YOUR ASSIGNMENT => Among the lines below, list those containing the string "tree".

[Point-per-instance localization data]
>>

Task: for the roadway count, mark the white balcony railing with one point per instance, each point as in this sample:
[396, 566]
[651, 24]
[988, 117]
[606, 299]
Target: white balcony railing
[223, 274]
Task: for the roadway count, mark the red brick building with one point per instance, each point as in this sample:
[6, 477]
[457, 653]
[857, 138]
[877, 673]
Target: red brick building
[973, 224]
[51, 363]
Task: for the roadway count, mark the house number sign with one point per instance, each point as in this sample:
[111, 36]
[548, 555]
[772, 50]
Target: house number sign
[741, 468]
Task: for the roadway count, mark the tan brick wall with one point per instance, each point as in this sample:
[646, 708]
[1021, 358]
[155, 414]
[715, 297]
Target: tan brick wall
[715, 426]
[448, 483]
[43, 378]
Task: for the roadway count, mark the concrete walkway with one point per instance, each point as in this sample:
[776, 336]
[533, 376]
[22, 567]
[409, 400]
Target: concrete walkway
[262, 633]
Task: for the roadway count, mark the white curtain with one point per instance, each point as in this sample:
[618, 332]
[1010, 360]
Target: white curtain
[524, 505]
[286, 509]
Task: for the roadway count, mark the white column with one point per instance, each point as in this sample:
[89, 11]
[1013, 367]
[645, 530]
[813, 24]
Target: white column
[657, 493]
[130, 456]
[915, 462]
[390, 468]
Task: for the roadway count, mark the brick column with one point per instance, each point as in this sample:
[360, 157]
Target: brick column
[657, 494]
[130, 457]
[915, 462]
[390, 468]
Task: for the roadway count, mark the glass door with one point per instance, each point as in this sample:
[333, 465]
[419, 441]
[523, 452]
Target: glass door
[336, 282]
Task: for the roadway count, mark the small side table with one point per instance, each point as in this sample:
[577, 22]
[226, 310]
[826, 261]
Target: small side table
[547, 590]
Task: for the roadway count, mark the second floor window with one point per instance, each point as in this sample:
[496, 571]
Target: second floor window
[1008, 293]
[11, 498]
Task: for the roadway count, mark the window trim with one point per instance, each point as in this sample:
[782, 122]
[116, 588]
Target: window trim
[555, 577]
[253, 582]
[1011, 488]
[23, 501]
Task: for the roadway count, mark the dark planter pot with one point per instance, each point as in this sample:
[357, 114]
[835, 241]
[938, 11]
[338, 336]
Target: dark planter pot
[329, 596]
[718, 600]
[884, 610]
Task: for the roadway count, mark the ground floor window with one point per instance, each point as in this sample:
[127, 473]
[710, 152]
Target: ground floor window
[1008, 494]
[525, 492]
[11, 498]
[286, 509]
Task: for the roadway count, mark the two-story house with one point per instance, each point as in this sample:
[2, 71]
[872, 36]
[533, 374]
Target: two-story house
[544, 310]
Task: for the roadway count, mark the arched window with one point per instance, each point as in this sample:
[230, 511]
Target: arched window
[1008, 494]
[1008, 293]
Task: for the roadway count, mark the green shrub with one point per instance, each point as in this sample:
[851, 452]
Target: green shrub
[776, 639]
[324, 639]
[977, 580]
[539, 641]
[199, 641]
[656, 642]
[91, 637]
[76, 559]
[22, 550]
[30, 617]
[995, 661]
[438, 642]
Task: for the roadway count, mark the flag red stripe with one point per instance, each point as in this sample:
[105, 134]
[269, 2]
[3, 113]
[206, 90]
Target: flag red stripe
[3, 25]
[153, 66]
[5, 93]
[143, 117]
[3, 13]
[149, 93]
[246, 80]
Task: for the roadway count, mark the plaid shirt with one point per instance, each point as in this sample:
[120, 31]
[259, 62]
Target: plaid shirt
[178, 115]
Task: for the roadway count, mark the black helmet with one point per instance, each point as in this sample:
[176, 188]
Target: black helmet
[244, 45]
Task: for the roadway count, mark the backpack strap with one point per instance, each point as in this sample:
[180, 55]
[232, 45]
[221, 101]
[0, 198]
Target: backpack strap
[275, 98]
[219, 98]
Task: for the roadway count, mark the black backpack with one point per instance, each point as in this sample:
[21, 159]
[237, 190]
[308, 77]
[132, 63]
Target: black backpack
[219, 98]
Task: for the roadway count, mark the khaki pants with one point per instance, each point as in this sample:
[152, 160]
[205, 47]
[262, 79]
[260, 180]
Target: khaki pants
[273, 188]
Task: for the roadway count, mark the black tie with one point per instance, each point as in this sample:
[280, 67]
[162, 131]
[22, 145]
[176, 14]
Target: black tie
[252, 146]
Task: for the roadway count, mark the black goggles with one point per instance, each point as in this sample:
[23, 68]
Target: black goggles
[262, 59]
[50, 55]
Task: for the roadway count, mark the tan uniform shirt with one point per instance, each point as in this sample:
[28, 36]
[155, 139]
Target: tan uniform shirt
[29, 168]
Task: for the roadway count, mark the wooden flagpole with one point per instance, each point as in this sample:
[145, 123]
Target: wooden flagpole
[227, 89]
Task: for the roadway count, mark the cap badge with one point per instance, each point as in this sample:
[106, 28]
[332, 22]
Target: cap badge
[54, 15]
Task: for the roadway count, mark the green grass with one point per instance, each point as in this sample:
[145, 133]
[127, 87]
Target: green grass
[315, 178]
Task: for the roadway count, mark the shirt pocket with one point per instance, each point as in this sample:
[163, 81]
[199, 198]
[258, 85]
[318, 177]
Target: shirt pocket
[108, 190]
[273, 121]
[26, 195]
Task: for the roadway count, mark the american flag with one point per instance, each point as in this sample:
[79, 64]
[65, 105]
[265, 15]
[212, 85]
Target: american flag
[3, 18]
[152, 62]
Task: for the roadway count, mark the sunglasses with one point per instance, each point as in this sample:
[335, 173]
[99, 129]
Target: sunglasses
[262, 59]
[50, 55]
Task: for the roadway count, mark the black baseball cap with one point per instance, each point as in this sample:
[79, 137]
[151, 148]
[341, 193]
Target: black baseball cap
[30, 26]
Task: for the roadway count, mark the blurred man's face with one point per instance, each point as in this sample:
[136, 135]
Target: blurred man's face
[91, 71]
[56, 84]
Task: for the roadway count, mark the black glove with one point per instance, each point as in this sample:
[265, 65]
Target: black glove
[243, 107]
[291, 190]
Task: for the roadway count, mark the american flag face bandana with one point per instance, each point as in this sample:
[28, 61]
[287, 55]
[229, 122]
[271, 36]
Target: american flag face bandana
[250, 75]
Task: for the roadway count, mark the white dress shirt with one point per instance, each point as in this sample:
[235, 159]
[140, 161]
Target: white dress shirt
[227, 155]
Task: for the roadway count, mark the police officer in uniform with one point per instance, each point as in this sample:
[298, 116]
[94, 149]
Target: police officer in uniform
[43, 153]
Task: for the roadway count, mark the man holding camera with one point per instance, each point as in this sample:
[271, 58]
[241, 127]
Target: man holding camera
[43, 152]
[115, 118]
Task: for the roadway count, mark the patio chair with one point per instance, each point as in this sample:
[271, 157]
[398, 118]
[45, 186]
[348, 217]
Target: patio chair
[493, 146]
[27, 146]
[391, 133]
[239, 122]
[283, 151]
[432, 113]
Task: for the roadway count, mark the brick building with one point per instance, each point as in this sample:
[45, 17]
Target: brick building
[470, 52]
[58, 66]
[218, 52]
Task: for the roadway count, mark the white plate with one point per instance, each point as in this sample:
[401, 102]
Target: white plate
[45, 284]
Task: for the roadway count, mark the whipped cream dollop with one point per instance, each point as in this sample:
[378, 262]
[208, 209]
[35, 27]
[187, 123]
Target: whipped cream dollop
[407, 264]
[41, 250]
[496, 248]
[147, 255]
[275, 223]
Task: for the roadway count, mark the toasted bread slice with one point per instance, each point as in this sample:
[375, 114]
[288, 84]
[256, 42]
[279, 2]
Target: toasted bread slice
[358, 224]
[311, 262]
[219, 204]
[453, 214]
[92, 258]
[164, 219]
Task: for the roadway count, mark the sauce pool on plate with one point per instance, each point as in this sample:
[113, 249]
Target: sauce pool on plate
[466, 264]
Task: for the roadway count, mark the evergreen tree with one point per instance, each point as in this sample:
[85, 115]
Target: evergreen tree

<<

EXERCISE RESULT =>
Task: for the roadway count, mark the evergreen tree with one point per instance, each point as in this sample:
Target: evergreen tree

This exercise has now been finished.